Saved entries
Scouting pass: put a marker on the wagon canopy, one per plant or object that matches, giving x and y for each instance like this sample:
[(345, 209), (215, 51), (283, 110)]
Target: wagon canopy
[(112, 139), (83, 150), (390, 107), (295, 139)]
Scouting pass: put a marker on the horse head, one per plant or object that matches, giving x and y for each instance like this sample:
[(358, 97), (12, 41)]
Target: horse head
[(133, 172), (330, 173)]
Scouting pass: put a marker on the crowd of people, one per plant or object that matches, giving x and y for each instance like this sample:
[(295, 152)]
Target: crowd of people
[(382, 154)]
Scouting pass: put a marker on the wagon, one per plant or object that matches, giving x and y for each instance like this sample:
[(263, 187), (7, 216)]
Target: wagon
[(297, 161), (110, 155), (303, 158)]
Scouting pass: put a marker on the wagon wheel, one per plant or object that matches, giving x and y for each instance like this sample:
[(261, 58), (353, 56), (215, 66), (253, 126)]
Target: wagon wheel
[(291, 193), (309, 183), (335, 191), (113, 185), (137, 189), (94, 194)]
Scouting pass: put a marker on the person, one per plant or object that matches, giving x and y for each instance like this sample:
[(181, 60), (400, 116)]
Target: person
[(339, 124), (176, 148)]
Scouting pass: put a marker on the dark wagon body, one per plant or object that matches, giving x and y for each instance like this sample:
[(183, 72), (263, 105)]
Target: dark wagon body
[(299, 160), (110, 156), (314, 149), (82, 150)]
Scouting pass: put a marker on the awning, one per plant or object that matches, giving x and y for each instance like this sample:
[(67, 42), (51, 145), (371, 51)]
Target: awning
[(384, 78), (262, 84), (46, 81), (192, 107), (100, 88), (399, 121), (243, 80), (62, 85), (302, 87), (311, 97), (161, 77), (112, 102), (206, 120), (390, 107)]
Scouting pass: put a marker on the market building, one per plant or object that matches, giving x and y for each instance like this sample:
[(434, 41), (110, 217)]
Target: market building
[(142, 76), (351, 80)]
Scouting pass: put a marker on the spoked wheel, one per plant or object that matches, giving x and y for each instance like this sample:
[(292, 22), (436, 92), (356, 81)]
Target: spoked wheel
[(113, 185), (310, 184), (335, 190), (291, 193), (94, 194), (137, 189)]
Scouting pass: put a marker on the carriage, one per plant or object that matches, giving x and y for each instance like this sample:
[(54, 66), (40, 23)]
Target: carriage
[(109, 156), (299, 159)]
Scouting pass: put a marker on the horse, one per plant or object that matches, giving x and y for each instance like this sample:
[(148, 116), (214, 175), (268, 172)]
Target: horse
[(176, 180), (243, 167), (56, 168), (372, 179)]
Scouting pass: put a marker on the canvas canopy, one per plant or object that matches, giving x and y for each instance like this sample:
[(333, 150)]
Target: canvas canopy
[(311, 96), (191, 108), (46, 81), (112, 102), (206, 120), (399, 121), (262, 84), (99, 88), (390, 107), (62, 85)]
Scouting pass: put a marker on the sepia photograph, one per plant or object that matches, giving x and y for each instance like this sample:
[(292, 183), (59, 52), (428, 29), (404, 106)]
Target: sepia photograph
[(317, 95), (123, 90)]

=== Objective ===
Can you rewrite all the data above, swapping "Scouting pass" for "Survey round" and leaving everything else untouched?

=== Exercise response ===
Survey round: put a marker on the wagon canopy, one per plant or object that matches, giving x and y for each instance like this sample:
[(345, 209), (215, 51), (283, 110)]
Target: wagon canopy
[(112, 139), (83, 150), (390, 107), (295, 139)]
Survey round: put a marker on the horse head, one per plant or object that matches, giving x and y for each instance like this sample:
[(358, 97), (12, 41)]
Target: horse head
[(133, 172), (330, 173)]
Survey round: put a marker on the crowd of people, one per plant or object that matches, giving x and y for each instance like this sample:
[(295, 152)]
Target: crowd of people
[(382, 154)]
Survey round: put a marker on the wagon, one per plant or object that matches, giving x and y for each instance like this sample:
[(263, 187), (7, 216)]
Target: wagon
[(297, 161), (110, 155), (303, 158)]
Survey round: put a marker on the wagon wheel, one per plant or object that matches, giving x and y for each instance like this sample:
[(261, 58), (353, 56), (215, 66), (253, 126)]
Target: wagon wheel
[(291, 193), (309, 183), (335, 191), (113, 185), (137, 189), (94, 194)]
Survey round: put a marker on the person, one per plant or object that matches, giving x and y for each instance like this sample:
[(181, 60), (400, 116)]
Target: person
[(339, 124), (176, 148)]
Survey round: put a marker on the dark wagon body, one per plant or object that matches, giving x and y for each instance like this sample:
[(183, 72), (263, 105)]
Target: dark wagon body
[(299, 160), (110, 156), (314, 149), (82, 150)]
Survey round: put a marker on the awning, one per plant or object that matches, giving x and y for each instance like this sample:
[(67, 42), (51, 145), (371, 51)]
Target: awning
[(384, 78), (262, 84), (46, 81), (192, 107), (100, 88), (399, 121), (243, 80), (62, 85), (302, 87), (311, 97), (161, 77), (112, 102), (206, 120), (390, 107)]
Survey round: put a marker on the market building, one per plant or object that matches, giving x and y for each instance like this sample:
[(434, 41), (110, 217)]
Target: market building
[(142, 76), (351, 80)]
Survey round: put a marker on the spoked wheel, one per plant or object that matches, giving x and y for each instance like this sample:
[(292, 22), (436, 92), (356, 81)]
Target: spoked wheel
[(113, 185), (310, 184), (335, 190), (291, 193), (94, 194), (137, 189)]
Survey round: put a marker on the carriage, one per plant or object that matches, giving x and y for each instance like this sample:
[(54, 66), (40, 23)]
Target: carriage
[(109, 156), (299, 159)]
Survey round: put a marker on the horse, one per plant or object that matches, giving x and y for each instance like this sample:
[(148, 116), (214, 175), (268, 172)]
Target: horse
[(176, 180), (243, 167), (56, 168), (372, 179)]
Survey round: put a marker on the canvas canopy, one per plant or object that matches, giving x and y for each instance like this sample:
[(333, 150)]
Target: canvas canopy
[(311, 96), (191, 108), (46, 81), (112, 102), (206, 120), (399, 121), (262, 84), (99, 88), (390, 107), (62, 85)]
Survey round: put a marker on the sepia photograph, one per plant or object that matches, giving x and y for each instance like this sample:
[(292, 183), (59, 52), (428, 29), (404, 106)]
Target: sepia photograph
[(317, 95), (123, 90)]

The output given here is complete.